=== PROBLEM REQUIREMENTS ===
Scale everything in the listing below, from its first line down through the line containing "x=86, y=283", both included. Rewrite those lines in full with the requests kept, multiply each pin coordinate by 1.25 and round to whole numbers with halves going up, and leave out the pictures.

-- start PROVIDED RECORDS --

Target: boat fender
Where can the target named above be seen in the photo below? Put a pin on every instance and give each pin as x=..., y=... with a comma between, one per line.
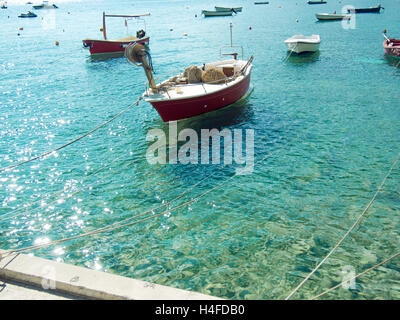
x=140, y=34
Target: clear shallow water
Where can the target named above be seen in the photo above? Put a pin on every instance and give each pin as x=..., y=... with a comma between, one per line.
x=329, y=122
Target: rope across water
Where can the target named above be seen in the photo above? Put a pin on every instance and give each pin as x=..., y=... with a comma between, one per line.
x=71, y=142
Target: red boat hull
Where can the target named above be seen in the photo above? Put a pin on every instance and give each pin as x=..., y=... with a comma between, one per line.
x=104, y=46
x=178, y=109
x=393, y=50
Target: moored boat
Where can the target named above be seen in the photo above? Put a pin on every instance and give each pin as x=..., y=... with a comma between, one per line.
x=115, y=46
x=209, y=13
x=234, y=9
x=199, y=89
x=301, y=43
x=332, y=16
x=391, y=46
x=45, y=5
x=376, y=9
x=29, y=14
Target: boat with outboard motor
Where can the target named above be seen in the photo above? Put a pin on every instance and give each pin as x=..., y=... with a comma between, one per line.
x=199, y=89
x=391, y=46
x=332, y=16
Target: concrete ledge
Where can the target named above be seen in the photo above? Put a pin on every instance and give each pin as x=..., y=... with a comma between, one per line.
x=86, y=283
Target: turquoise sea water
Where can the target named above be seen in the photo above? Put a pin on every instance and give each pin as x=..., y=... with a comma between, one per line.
x=326, y=125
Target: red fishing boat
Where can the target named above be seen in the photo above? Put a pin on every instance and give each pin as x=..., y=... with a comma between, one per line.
x=115, y=46
x=391, y=46
x=199, y=89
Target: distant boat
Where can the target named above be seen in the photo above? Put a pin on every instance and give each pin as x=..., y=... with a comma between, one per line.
x=27, y=15
x=391, y=46
x=376, y=9
x=234, y=9
x=300, y=43
x=115, y=46
x=332, y=16
x=45, y=5
x=208, y=13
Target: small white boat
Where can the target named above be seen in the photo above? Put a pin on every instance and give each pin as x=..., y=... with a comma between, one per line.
x=45, y=5
x=235, y=9
x=332, y=16
x=300, y=43
x=209, y=13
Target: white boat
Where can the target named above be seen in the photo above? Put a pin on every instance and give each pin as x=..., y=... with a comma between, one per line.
x=332, y=16
x=236, y=9
x=300, y=43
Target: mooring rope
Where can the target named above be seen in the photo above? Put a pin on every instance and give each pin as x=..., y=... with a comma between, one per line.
x=107, y=228
x=118, y=225
x=71, y=142
x=348, y=231
x=356, y=276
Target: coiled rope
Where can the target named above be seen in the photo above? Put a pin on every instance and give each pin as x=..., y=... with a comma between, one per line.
x=73, y=141
x=348, y=231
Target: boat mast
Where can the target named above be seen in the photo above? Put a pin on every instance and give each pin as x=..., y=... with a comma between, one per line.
x=104, y=26
x=119, y=16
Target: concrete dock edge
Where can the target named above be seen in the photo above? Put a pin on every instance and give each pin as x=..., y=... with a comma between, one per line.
x=62, y=278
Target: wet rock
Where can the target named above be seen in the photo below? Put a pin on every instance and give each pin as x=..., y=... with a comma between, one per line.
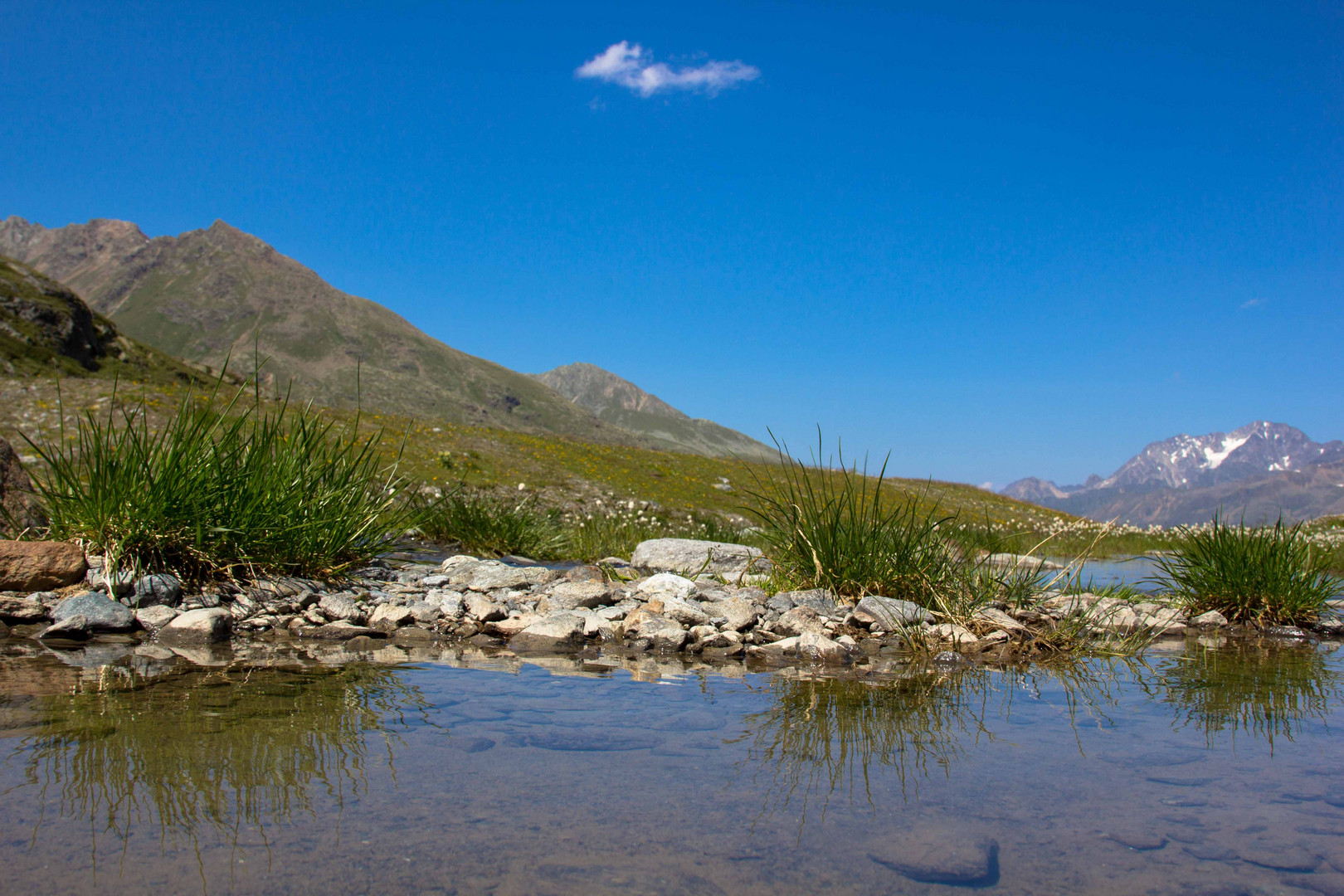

-- end PROVIDED RECORDS --

=== OUTPUT FOR THIS TASK ===
Target: boat fender
Where can the target named above be seen in the photo below? Put a pin on every instance and give each pin as x=..., y=... with a comma between, one per line.
x=175, y=43
Target: clear shallow water
Where can the target named above be seen in the photo above? Put a pin on every instance and give each pin as x=..., y=... with a comma between, one per line.
x=411, y=153
Target: rope across water
Where can the target named above be seen in the photo above? Put a pin on every instance and give each pin as x=..., y=... with a comma between, one per line.
x=89, y=178
Target: red boat hull
Where can the target named above be seen in the photo above? Put a pin on every instance and give each pin as x=..., y=... with a comma between, one per line.
x=130, y=58
x=223, y=136
x=491, y=63
Target: moored boat
Where can the target named above be seen in the photo above? Put a pin on every instance and give each pin as x=..., y=... with a comma between, one per line.
x=144, y=58
x=261, y=16
x=293, y=11
x=249, y=111
x=376, y=54
x=415, y=20
x=489, y=58
x=56, y=6
x=470, y=11
x=36, y=18
Target: boat with outboard motor
Where can the target named above be seen in the photo above? Put a pin on every instance and give each pin as x=..., y=... with a comma between, one per line.
x=249, y=111
x=489, y=58
x=415, y=20
Target: concrete ledge
Where can the target named above be seen in the photo above? Put a pin on every instance and give each pin as x=..., y=... with a comma between, one per line.
x=108, y=354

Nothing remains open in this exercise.